━━━━━ INPUT
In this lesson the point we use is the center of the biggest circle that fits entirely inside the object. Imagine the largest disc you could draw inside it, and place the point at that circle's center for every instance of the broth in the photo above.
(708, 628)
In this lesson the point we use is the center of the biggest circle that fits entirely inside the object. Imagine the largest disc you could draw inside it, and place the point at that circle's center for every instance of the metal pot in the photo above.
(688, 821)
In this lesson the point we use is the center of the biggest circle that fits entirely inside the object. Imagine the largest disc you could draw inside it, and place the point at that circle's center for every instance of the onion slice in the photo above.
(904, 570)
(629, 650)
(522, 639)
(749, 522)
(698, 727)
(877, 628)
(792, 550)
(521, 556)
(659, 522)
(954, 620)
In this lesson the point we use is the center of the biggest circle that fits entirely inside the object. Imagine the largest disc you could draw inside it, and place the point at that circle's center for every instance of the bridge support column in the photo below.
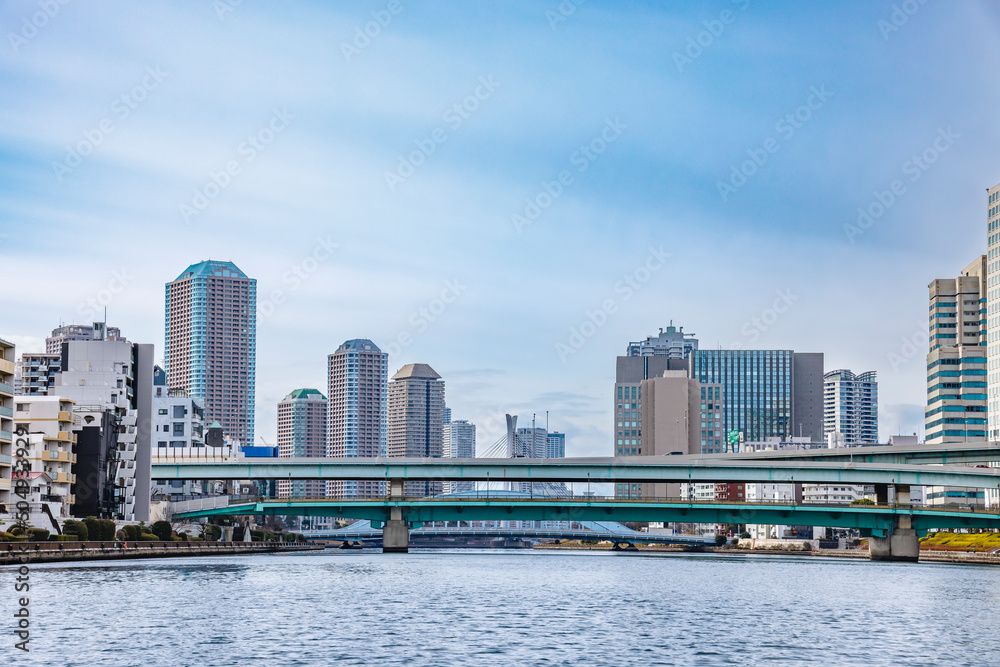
━━━━━━━━━━
Locate "pot in the photo above." in the listing above, then print exactly the lines from that line through the final one, omitting all pictures.

In this lesson the point we use is the center of the biggest circle that fits entirely inside the object. Imagine the largest disc you could draw inside it, and place the point at that circle's center for every instance of the metal pot in the photo above.
(688, 821)
In this lesson the point we use is the center of the biggest circle that fits entirely inside the object. Imagine the largest disc you could draw inside it, and place the point at that circle's center for every instance of the onion slice in the photo above.
(904, 570)
(629, 650)
(522, 639)
(749, 522)
(698, 727)
(877, 628)
(792, 550)
(521, 556)
(659, 522)
(954, 620)
In this lesson the point we use is the center of the biggest circle that fits entirely inside the object. Imagine the largest disc you could draw inside it, and place the point at that circle's center for every instance of the bridge support column in the photo below.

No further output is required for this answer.